• **Problem description**
Recast the entries below, from the line with "Place a point on every instance of the striped" up to and including the line with "(1035, 385)", as a Markdown table with the columns Row and Line. Number each row, and leave out any blank lines.

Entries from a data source
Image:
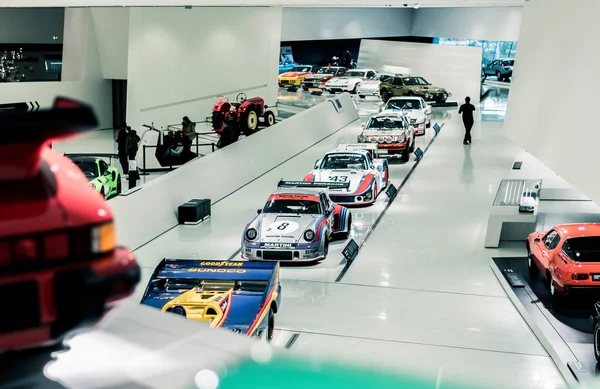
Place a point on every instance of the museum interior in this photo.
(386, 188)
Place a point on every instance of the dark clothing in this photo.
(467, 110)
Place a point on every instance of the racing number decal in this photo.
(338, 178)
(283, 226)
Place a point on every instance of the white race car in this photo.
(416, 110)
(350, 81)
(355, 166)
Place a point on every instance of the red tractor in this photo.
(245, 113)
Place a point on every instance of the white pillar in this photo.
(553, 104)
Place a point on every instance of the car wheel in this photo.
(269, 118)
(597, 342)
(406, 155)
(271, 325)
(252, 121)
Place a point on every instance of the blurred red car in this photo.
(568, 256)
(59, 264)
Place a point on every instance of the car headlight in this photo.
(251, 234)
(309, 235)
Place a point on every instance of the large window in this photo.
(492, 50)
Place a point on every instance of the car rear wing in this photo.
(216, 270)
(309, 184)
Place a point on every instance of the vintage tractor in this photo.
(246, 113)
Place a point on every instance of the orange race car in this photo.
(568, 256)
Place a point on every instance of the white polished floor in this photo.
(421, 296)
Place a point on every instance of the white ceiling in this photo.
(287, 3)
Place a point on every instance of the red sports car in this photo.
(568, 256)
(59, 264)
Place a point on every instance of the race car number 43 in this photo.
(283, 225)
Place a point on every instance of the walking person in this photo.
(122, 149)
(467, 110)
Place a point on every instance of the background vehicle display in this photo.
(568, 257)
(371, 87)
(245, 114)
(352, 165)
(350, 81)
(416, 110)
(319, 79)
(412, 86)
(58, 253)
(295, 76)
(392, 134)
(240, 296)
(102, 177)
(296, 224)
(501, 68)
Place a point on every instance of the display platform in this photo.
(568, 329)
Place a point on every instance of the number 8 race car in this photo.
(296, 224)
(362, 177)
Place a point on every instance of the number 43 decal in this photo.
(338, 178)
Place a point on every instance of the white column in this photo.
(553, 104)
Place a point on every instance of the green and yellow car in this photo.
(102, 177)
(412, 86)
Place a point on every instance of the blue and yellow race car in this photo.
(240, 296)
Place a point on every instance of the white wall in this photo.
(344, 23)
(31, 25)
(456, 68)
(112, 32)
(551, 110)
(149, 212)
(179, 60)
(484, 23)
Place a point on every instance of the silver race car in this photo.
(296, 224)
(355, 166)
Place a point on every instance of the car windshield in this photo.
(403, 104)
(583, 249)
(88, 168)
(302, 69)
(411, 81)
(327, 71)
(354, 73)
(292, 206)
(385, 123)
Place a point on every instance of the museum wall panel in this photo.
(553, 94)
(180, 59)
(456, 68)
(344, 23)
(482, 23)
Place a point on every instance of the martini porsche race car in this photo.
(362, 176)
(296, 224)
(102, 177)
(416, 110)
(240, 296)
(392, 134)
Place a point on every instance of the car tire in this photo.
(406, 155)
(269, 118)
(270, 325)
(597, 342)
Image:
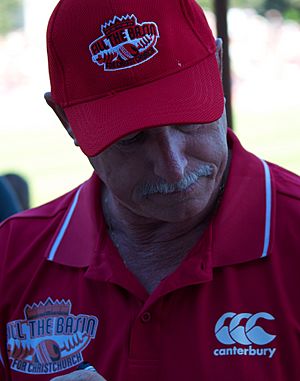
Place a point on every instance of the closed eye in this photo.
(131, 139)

...

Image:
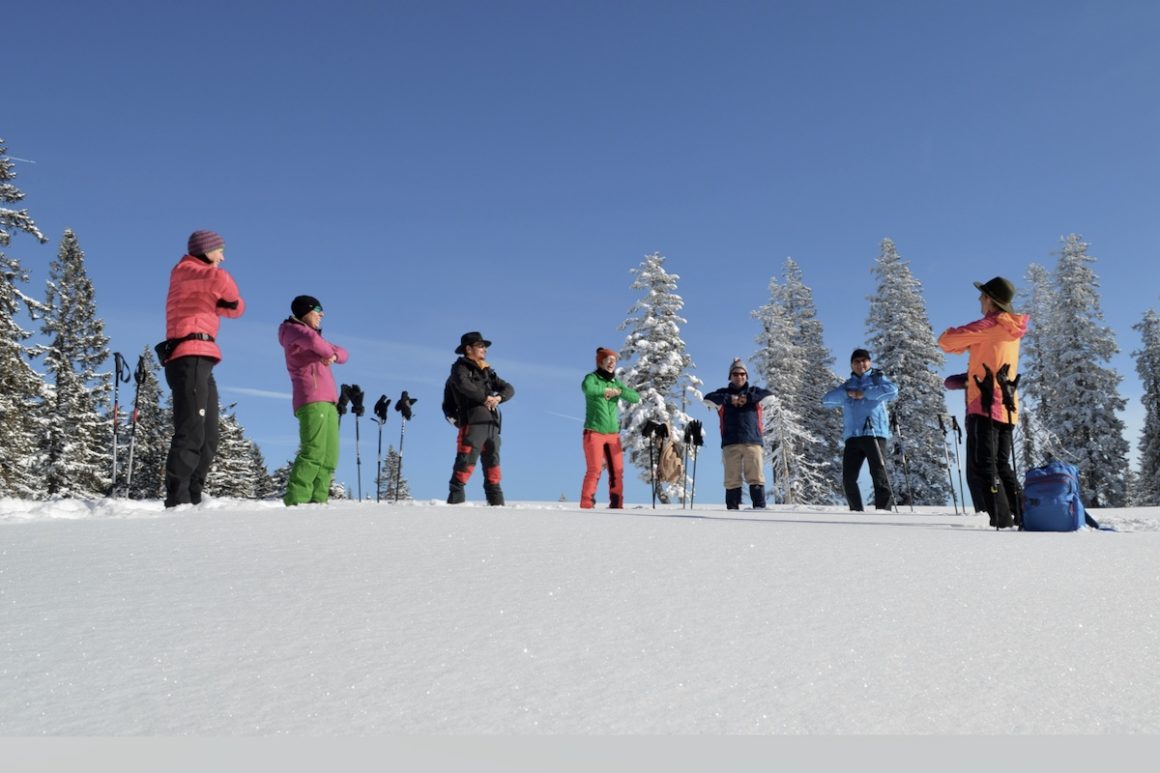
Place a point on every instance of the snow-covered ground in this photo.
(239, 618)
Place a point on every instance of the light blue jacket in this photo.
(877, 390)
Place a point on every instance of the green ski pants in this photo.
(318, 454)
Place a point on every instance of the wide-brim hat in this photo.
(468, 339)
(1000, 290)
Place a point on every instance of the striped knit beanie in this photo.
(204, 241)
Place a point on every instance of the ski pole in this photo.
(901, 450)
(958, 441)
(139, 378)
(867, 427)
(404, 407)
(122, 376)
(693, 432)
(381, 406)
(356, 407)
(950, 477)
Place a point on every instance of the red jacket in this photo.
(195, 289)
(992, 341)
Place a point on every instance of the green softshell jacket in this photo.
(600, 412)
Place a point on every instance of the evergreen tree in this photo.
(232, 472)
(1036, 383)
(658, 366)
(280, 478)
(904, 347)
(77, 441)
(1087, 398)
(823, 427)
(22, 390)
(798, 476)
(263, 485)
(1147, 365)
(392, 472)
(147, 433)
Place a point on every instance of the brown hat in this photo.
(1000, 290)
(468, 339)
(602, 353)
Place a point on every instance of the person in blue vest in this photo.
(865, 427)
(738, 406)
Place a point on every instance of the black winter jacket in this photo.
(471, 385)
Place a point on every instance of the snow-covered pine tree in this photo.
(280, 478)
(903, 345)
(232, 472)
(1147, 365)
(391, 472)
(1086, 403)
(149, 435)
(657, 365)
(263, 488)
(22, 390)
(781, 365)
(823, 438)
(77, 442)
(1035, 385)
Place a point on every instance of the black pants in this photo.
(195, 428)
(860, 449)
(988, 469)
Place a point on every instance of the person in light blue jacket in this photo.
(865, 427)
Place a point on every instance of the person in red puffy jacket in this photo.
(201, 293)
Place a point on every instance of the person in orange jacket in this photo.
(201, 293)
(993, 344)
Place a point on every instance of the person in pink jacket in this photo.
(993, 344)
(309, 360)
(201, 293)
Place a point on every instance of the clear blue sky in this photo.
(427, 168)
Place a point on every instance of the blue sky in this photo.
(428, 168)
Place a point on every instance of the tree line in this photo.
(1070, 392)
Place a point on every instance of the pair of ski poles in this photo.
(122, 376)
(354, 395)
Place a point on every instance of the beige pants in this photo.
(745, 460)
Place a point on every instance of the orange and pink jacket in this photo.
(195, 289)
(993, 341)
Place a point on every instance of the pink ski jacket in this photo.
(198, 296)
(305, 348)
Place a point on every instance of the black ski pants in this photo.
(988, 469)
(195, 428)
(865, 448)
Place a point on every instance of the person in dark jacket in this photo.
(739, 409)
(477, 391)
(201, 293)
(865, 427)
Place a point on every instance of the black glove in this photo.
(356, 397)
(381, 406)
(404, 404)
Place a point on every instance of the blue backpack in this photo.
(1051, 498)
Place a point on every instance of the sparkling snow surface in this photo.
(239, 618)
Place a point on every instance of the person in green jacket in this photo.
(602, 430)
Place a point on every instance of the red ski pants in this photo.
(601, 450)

• **Exercise answer**
| Row | Line |
|---|---|
| 1 | Place a point on every instance of the striped knit beanie in this photo. |
| 2 | (204, 241) |
| 3 | Place a point on every instance of the ski pole in this photo. |
| 4 | (901, 450) |
| 5 | (958, 441) |
| 6 | (139, 378) |
| 7 | (867, 427) |
| 8 | (404, 407) |
| 9 | (122, 376) |
| 10 | (693, 432) |
| 11 | (381, 406) |
| 12 | (356, 407) |
| 13 | (950, 477) |
| 14 | Place a point on every instance of the red jacket in this photo. |
| 15 | (195, 289) |
| 16 | (992, 341) |
| 17 | Place a point on every instance of the green softshell jacket in this photo. |
| 18 | (600, 412) |
| 19 | Place a point on every instance of the evergreen tree in this photo. |
| 20 | (232, 472) |
| 21 | (1036, 383) |
| 22 | (658, 366) |
| 23 | (280, 478) |
| 24 | (904, 347) |
| 25 | (77, 441) |
| 26 | (1087, 398) |
| 27 | (823, 427) |
| 28 | (22, 390) |
| 29 | (798, 476) |
| 30 | (263, 485) |
| 31 | (1147, 365) |
| 32 | (392, 472) |
| 33 | (147, 433) |
| 34 | Place a point on every instance of the brown hat in this photo. |
| 35 | (1000, 290) |
| 36 | (468, 339) |
| 37 | (602, 353) |
| 38 | Place a point on every instance of the person in blue vest in this photo. |
| 39 | (865, 427) |
| 40 | (738, 406) |
| 41 | Place a point on every instance of the black winter jacket in this photo. |
| 42 | (471, 385) |
| 43 | Place a point on every instance of the snow-covered pine tree in this photo. |
| 44 | (280, 478) |
| 45 | (903, 345) |
| 46 | (232, 472) |
| 47 | (1147, 365) |
| 48 | (391, 472) |
| 49 | (1086, 403) |
| 50 | (149, 435) |
| 51 | (657, 365) |
| 52 | (263, 488) |
| 53 | (22, 390) |
| 54 | (781, 365) |
| 55 | (823, 438) |
| 56 | (77, 442) |
| 57 | (1035, 385) |